[start of Listed entries]

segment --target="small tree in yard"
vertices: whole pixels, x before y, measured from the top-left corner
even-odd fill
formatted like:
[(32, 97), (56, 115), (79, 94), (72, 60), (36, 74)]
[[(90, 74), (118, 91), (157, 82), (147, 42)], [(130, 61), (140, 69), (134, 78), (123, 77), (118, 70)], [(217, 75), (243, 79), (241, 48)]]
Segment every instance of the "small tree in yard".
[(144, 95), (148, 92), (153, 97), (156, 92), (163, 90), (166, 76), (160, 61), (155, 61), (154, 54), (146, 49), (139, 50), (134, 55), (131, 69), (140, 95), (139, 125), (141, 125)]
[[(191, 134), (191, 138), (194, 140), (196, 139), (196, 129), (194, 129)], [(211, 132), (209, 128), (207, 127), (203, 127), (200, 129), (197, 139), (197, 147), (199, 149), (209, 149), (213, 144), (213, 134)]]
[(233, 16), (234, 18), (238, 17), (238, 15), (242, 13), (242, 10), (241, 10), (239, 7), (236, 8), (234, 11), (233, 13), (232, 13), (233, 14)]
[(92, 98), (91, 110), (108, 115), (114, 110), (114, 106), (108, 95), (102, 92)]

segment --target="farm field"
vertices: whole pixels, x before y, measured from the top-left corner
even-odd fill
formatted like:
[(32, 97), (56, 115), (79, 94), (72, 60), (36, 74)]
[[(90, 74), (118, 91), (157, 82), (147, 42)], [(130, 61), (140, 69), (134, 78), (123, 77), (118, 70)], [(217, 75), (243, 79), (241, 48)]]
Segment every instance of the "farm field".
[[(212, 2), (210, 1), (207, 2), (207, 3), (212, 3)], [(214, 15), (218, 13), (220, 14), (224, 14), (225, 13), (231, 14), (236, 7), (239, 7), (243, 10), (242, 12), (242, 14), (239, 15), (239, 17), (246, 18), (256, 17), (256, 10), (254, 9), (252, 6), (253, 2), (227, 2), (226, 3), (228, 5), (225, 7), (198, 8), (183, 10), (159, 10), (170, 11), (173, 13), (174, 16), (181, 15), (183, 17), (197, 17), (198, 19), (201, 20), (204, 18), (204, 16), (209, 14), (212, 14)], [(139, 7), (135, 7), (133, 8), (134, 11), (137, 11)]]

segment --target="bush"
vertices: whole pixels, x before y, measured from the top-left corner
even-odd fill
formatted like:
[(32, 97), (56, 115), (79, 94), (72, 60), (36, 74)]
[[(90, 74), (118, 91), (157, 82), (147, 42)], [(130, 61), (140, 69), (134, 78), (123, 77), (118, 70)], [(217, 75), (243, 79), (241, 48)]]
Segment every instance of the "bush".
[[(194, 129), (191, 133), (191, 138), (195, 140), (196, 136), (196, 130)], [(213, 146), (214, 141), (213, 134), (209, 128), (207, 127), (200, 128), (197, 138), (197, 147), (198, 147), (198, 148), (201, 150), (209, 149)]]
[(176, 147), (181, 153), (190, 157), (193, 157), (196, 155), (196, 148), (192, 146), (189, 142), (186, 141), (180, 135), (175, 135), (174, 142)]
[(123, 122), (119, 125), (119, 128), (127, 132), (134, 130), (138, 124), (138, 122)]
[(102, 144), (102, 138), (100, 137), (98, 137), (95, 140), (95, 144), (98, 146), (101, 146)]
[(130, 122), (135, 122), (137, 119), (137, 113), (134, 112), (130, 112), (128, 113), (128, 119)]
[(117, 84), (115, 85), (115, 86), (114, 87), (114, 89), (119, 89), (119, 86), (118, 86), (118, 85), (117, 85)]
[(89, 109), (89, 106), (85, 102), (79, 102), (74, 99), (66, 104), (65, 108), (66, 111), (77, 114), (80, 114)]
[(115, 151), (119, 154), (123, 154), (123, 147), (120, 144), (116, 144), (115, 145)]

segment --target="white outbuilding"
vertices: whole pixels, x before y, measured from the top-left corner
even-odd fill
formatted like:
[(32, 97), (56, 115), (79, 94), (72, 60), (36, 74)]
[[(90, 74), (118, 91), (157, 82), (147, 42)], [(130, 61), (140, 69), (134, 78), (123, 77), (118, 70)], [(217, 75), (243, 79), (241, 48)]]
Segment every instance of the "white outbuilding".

[end of Listed entries]

Your goal:
Extract all the material, leaving every line as it is.

Expected answer:
segment --target="small tree in yard"
vertices: whole pixels, x before y, measured from the top-left corner
even-odd fill
formatted like:
[(32, 97), (56, 115), (79, 94), (72, 60), (36, 74)]
[[(90, 74), (118, 91), (157, 82), (147, 42)], [(130, 61), (140, 69), (134, 78), (123, 77), (118, 70)], [(217, 75), (243, 79), (241, 48)]]
Segment every instance of the "small tree in yard".
[(144, 95), (148, 92), (153, 97), (156, 92), (163, 90), (166, 76), (160, 61), (155, 61), (154, 54), (146, 49), (139, 50), (134, 55), (131, 69), (140, 95), (139, 125), (141, 125)]
[[(191, 134), (191, 138), (194, 140), (196, 139), (196, 129), (194, 129)], [(211, 132), (209, 128), (207, 127), (203, 127), (200, 129), (197, 139), (197, 147), (199, 149), (209, 149), (213, 144), (213, 134)]]
[(233, 16), (234, 18), (238, 17), (238, 15), (242, 13), (242, 10), (241, 10), (239, 7), (236, 8), (234, 11), (233, 13), (232, 13), (233, 14)]
[(92, 98), (91, 110), (108, 115), (114, 110), (114, 106), (108, 95), (102, 92)]

segment --target="farm field"
vertices: whole pixels, x before y, measured from the top-left corner
even-odd fill
formatted like:
[(32, 97), (56, 115), (79, 94), (72, 60), (36, 74)]
[[(90, 74), (118, 91), (157, 82), (147, 42)], [(130, 61), (140, 69), (134, 78), (123, 77), (118, 70)], [(217, 75), (243, 79), (241, 48)]]
Segment every instance of the "farm field".
[[(212, 2), (210, 1), (207, 2), (207, 3), (212, 3)], [(214, 15), (218, 13), (220, 14), (224, 14), (225, 13), (231, 14), (236, 7), (239, 7), (243, 10), (242, 12), (242, 14), (239, 15), (239, 17), (246, 18), (256, 17), (256, 10), (254, 9), (252, 6), (253, 2), (227, 2), (226, 3), (228, 5), (225, 7), (198, 8), (183, 10), (159, 10), (170, 11), (173, 13), (174, 16), (181, 15), (183, 17), (197, 17), (198, 19), (201, 20), (204, 18), (204, 16), (209, 14), (212, 14)], [(139, 7), (135, 7), (133, 8), (134, 11), (137, 11)]]

segment --target="bush"
vertices: whole pixels, x before y, measured from the top-left corner
even-odd fill
formatted like:
[(32, 97), (56, 115), (79, 94), (72, 60), (36, 74)]
[[(90, 74), (118, 91), (157, 82), (147, 42)], [(130, 61), (140, 69), (134, 78), (123, 77), (118, 70)], [(217, 75), (243, 79), (241, 48)]]
Segment every instance of the "bush".
[[(194, 129), (191, 133), (191, 138), (195, 140), (196, 136), (196, 130)], [(213, 146), (214, 141), (213, 134), (209, 128), (207, 127), (200, 128), (197, 138), (197, 147), (198, 147), (198, 148), (201, 150), (209, 149)]]
[(176, 147), (181, 153), (190, 157), (193, 157), (196, 155), (196, 148), (192, 146), (189, 142), (186, 141), (180, 135), (175, 135), (174, 142)]
[(123, 122), (119, 125), (119, 128), (127, 132), (134, 130), (138, 124), (138, 122)]
[(102, 144), (102, 138), (100, 137), (98, 137), (95, 140), (95, 144), (98, 146), (101, 146)]
[(130, 122), (135, 122), (137, 119), (137, 113), (134, 112), (130, 112), (128, 113), (128, 119)]
[(117, 84), (115, 85), (115, 86), (114, 87), (114, 89), (119, 89), (119, 86), (118, 86), (118, 85), (117, 85)]
[(89, 109), (89, 106), (85, 102), (79, 102), (74, 99), (66, 104), (65, 108), (66, 111), (77, 114), (80, 114)]
[(115, 151), (119, 154), (123, 154), (123, 147), (120, 144), (116, 144), (115, 145)]

segment --target="white outbuilding"
vertices: whole pixels, x before y, measured from the top-left corner
even-odd fill
formatted like:
[(32, 97), (56, 115), (79, 94), (72, 60), (36, 74)]
[[(90, 74), (118, 91), (157, 82), (147, 42)], [(130, 61), (140, 69), (134, 78), (123, 77), (118, 70)], [(217, 75), (243, 79), (241, 48)]]
Segment every instance of the "white outbuilding".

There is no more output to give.